| EXTRAIT FOURNI |

• • • • • • •

Deux livres récents invitent à interroger la manière dont il est aujourd'hui possible d'interpréter le modèle constitué par la démocratie grecque. Le vieux topos qui clame que « les Grecs ont inventé la démocratie » a depuis un certain temps fait long feu1 ; est-il même permis d'évoquer « le modèle » de la démocratie grecque ? Ces deux ouvrages sont très différents par leur forme comme par leur contenu. Le premier, fort tumultueux, est celui d'un historien de l'Antiquité bien connu ; le second, plus mesuré, a pour auteure une jeune chercheuse en science politique.
Le livre de Luciano Canfora, professeur à l'Université de Bari, s'inscrit moins dans ses recherches sur le jugement que les Anciens portaient sur leur propre expérience politique, qu'il ne consiste en une évaluation de l'utilisation par les Modernes de la notion de démocratie. Dès son entrée en matière, l'auteur expose un cas susceptible d'inspirer une saine prudence dans l'esprit du lecteur : la mention initiale dans l'élaboration du projet de préambule à la Constitution européenne d'une citation apparemment extraite de l'oraison funèbre de Thucydide, finalement retirée. Tandis que cette citation disait « Notre constitution est appelée démocratie parce que le pouvoir est entre les mains non d'une minorité mais d'un peuple tout entier », l'auteur démontre que dans cet extrait le terme de démocratie n'a pas du tout la valeur qu'on veut bien lui attribuer, et surtout que la citation est textuellement erronée. Elle signifie exactement : « Notre régime politique a pour nom démocratie parce que, dans l'administration [oïkein], les choses dépendent non pas du petit nombre mais de la majorité ». Il n'est donc nullement question de « pouvoir partagé » et encore moins de « peuple tout entier ». Et la citation est d'autant moins utilisable que, dans la suite de l'oraison, Thucydide fait dire à Périclès : « Cependant, si, dans les différends entre les particuliers, tous jouissent des droits égaux, nous pratiquons néanmoins la liberté dans notre vie publique » (Guerre du Péloponnèse, II, 37). Comment entendre la nuance suggérée entre les deux séries, démocratie/« administration »/décision de la majorité d'un côté, et droits égaux/vie publique/liberté, de l'autre ? En décryptant les sous-entendus de l'exilé de Skapté Hylé, Canfora nous rappelle à quel point la seule imputation du terme de « dêmocratia » constituait à Athènes un enjeu politique particulièrement lourd.

• • • • • • •

| MATÉRIEL |

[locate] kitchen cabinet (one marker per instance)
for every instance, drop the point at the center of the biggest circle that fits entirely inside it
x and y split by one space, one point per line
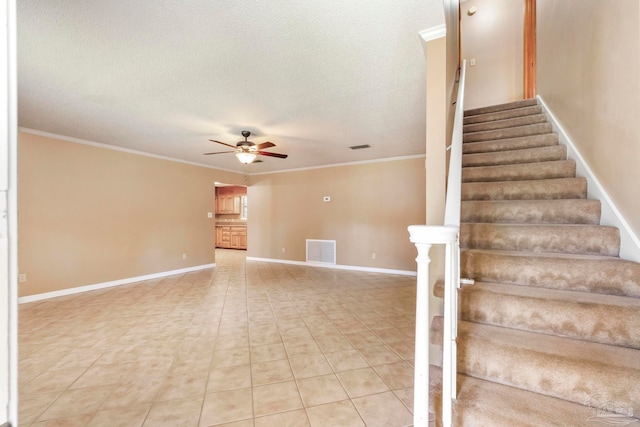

• • • • • • •

| CONSIGNES |
(a) D'après l'extrait fourni, dans quelle université Luciano Canfora est-il professeur ?
(b) Mettez à jour le passage de l'extrait fourni qui va de « Deux livres récents » jusqu'à « en science politique. » en remplaçant « historien de l'Antiquité » par « spécialiste de l'Antiquité ».

| RÉPONSES |
(a) À l'Université de Bari.

(b)
Deux livres récents invitent à interroger la manière dont il est aujourd'hui possible d'interpréter le modèle constitué par la démocratie grecque. Le vieux topos qui clame que « les Grecs ont inventé la démocratie » a depuis un certain temps fait long feu1 ; est-il même permis d'évoquer « le modèle » de la démocratie grecque ? Ces deux ouvrages sont très différents par leur forme comme par leur contenu. Le premier, fort tumultueux, est celui d'un spécialiste de l'Antiquité bien connu ; le second, plus mesuré, a pour auteure une jeune chercheuse en science politique.